#### EXERCISE AIM:
Would you please state how many lines in the entries contain the word "below"? Only the number should be given.

#### DATA FOR THE TASK:
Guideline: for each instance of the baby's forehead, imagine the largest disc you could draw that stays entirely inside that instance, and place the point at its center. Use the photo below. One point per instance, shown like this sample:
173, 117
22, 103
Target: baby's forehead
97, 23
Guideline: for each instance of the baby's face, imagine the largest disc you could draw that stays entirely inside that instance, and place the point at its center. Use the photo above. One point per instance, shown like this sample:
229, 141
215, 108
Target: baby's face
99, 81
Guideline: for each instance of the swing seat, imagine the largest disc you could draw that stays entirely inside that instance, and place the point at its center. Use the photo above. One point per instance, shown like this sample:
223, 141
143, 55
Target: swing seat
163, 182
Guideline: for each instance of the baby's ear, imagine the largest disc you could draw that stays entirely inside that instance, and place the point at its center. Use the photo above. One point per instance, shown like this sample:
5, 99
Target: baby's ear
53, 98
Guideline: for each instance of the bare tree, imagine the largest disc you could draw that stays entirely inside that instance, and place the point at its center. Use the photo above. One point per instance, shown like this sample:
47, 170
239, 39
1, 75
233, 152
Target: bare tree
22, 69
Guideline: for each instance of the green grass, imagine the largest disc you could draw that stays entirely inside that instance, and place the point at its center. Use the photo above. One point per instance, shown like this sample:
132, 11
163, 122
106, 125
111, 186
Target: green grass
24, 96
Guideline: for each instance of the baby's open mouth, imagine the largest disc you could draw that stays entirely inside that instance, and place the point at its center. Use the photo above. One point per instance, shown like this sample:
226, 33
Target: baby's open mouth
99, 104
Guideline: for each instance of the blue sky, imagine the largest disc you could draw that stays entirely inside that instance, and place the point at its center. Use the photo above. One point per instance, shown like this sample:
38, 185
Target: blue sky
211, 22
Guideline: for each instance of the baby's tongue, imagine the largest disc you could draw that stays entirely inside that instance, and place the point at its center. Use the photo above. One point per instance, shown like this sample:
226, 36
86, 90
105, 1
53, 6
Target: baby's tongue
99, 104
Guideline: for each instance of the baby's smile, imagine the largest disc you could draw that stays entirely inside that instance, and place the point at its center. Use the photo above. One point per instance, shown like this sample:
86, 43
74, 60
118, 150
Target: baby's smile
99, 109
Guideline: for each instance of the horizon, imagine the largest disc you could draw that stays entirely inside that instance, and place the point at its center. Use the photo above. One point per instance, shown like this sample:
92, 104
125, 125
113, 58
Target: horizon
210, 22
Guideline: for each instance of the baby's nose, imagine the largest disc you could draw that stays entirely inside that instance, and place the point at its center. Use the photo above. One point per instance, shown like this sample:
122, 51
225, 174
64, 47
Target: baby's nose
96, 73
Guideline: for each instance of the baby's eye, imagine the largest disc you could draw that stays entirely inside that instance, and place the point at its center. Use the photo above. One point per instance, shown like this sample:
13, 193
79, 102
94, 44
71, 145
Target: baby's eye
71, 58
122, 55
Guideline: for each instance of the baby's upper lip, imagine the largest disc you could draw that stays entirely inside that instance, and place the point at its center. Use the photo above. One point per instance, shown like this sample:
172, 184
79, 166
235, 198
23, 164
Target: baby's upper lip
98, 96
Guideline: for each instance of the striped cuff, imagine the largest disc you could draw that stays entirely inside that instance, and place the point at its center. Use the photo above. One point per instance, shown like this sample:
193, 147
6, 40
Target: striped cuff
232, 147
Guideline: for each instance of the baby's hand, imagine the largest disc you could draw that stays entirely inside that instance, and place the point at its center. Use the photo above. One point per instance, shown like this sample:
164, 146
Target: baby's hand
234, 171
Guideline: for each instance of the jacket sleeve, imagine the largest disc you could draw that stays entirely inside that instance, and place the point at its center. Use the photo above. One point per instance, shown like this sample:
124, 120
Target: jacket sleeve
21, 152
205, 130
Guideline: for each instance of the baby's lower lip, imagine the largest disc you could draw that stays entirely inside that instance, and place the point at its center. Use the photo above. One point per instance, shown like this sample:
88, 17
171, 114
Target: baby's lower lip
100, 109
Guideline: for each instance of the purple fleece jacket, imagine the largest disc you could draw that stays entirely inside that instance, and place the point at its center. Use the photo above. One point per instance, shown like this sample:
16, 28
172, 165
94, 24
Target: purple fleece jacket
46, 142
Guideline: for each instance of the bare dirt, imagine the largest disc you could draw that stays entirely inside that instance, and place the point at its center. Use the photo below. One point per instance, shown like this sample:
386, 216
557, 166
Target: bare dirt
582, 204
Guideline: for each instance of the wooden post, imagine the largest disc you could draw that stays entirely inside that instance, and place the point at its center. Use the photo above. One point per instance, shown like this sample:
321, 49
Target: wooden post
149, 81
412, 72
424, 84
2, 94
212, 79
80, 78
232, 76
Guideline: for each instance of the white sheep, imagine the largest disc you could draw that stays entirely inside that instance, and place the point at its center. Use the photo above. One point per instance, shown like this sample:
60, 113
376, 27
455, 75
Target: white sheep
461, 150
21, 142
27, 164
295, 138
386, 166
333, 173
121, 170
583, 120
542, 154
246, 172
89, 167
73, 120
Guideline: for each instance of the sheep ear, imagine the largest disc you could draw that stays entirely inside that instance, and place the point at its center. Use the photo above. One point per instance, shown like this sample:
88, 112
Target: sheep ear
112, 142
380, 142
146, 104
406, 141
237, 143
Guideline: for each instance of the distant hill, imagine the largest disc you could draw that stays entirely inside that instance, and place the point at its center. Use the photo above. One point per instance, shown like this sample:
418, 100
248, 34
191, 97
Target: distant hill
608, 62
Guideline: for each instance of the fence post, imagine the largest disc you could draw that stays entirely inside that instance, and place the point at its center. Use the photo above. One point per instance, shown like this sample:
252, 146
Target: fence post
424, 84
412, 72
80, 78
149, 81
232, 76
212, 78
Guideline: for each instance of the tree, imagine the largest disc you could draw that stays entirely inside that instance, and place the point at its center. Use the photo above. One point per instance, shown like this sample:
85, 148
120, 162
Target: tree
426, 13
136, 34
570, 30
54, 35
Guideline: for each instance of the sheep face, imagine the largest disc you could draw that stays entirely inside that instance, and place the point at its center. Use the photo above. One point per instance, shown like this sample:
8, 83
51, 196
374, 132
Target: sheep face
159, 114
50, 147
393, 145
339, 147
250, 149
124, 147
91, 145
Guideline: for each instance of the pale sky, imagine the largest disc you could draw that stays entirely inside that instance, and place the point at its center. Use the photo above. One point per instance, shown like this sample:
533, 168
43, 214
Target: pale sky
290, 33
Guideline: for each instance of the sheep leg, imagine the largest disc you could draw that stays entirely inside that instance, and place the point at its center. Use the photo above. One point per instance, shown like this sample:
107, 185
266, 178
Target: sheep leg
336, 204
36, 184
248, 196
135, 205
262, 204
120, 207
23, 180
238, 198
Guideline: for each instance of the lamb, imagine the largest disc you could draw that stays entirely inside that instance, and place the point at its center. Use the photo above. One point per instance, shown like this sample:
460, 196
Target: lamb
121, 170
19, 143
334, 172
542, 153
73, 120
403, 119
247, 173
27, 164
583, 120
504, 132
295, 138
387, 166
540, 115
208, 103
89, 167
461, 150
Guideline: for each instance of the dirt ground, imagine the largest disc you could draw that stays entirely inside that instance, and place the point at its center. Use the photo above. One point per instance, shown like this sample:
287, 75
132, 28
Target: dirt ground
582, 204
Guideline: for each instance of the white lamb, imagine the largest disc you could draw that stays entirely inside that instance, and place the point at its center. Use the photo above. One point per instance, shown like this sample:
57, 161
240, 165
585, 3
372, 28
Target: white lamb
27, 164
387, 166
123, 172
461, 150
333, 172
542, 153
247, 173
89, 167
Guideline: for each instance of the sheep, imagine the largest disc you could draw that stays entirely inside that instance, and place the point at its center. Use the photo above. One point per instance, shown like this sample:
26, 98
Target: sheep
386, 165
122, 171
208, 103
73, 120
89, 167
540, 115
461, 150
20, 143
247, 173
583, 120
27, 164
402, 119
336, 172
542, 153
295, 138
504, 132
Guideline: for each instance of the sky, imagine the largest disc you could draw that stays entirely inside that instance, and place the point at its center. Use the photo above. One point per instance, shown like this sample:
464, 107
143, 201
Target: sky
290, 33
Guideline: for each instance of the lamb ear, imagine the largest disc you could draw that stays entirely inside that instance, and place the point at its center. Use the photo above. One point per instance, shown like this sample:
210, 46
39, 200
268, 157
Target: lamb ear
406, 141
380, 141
---
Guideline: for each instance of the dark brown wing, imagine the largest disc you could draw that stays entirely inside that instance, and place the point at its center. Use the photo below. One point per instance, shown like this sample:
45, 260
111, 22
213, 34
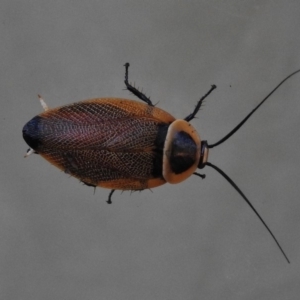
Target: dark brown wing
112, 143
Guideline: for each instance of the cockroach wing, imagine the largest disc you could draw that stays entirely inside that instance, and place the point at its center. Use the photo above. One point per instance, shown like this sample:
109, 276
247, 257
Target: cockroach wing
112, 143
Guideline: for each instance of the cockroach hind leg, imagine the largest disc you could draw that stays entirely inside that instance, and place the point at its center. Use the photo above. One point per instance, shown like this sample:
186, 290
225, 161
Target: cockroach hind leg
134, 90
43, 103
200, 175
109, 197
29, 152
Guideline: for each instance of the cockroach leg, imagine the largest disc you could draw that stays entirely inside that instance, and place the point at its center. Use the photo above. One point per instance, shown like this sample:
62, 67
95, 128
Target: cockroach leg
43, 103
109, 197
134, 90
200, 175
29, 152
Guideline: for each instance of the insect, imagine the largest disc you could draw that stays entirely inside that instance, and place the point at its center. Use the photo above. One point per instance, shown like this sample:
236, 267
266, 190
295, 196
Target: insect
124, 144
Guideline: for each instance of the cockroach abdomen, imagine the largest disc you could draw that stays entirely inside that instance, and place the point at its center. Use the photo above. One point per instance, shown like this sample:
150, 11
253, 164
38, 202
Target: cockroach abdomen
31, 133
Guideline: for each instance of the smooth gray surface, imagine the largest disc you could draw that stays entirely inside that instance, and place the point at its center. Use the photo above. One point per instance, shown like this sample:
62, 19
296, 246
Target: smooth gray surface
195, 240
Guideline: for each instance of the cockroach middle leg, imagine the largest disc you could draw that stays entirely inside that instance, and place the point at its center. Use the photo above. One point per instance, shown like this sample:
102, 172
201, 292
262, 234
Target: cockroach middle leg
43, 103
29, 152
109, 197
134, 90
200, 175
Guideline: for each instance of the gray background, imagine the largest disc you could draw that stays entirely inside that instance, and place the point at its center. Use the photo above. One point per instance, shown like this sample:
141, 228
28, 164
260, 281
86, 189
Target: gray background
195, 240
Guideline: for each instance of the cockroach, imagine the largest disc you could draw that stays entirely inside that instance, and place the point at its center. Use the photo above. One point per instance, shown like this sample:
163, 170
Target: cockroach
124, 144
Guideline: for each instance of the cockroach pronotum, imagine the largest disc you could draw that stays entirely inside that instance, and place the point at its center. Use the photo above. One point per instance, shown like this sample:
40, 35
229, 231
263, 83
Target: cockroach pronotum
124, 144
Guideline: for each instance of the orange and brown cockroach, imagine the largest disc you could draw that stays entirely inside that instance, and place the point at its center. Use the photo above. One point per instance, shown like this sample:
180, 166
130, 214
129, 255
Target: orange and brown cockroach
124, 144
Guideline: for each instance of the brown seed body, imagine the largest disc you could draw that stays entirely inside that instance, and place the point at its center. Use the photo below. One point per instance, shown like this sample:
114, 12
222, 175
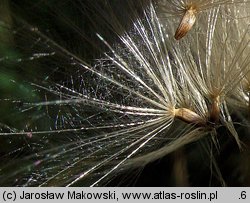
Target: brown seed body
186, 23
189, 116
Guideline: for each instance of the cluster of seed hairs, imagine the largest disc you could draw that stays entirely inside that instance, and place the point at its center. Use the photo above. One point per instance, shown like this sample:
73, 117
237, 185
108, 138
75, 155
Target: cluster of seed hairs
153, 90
---
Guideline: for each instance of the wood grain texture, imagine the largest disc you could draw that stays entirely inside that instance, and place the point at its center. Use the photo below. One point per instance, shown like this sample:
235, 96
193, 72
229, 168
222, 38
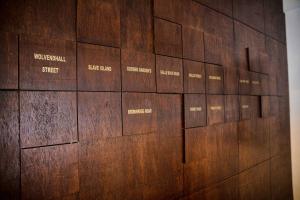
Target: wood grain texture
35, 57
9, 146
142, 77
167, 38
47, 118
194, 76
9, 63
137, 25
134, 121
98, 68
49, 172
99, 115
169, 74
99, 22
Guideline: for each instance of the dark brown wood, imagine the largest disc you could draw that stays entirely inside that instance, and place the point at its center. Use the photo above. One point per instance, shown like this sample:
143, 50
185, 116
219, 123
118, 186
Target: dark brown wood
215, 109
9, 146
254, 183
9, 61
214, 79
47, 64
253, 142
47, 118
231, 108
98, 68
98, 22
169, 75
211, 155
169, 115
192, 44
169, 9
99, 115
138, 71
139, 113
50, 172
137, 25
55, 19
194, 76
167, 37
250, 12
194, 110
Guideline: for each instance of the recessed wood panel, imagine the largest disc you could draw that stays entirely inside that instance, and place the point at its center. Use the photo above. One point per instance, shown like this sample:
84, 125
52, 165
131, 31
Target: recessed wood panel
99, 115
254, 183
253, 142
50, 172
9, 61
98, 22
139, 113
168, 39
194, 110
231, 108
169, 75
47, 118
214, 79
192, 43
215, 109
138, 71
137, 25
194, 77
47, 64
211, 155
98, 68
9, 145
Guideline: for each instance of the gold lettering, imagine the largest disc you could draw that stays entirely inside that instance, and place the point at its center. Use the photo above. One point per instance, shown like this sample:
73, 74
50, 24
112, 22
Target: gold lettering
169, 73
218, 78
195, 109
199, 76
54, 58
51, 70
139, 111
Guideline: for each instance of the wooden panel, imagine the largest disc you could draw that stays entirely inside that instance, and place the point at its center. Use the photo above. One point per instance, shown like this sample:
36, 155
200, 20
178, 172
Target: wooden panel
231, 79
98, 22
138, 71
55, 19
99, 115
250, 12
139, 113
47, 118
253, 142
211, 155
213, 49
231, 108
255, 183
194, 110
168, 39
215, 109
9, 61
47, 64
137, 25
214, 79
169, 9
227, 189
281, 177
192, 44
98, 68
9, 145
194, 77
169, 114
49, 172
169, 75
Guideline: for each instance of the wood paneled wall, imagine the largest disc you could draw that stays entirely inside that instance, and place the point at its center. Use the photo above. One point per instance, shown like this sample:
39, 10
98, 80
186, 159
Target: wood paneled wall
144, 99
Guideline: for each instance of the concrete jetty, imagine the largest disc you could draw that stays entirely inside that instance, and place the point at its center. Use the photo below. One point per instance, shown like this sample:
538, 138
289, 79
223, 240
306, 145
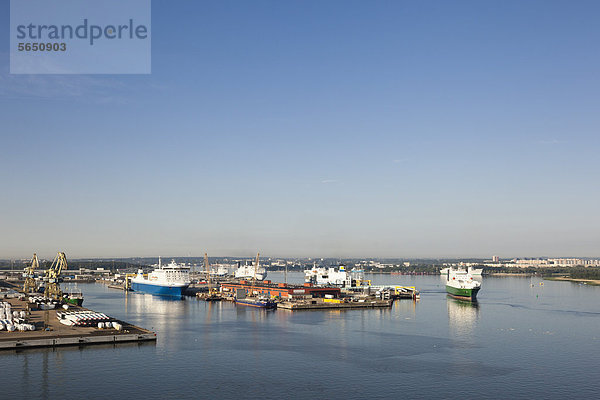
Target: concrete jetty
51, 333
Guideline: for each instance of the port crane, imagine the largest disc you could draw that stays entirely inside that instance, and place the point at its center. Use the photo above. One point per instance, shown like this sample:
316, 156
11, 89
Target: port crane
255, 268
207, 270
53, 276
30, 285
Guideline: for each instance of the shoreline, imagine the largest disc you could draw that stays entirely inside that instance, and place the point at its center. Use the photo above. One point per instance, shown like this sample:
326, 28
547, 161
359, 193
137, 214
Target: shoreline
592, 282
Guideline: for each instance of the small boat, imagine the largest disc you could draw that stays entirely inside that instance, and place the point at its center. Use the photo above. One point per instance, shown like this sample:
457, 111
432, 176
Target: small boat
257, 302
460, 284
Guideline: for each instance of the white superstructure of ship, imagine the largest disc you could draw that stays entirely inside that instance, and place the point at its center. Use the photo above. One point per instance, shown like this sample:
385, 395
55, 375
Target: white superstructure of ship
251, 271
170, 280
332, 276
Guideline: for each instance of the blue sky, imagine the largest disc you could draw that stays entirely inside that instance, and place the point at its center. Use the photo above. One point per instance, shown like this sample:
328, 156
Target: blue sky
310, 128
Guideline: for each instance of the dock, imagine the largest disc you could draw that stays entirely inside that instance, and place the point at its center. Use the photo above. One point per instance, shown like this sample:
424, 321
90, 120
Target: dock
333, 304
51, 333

#### ANSWER TO THIS TASK:
6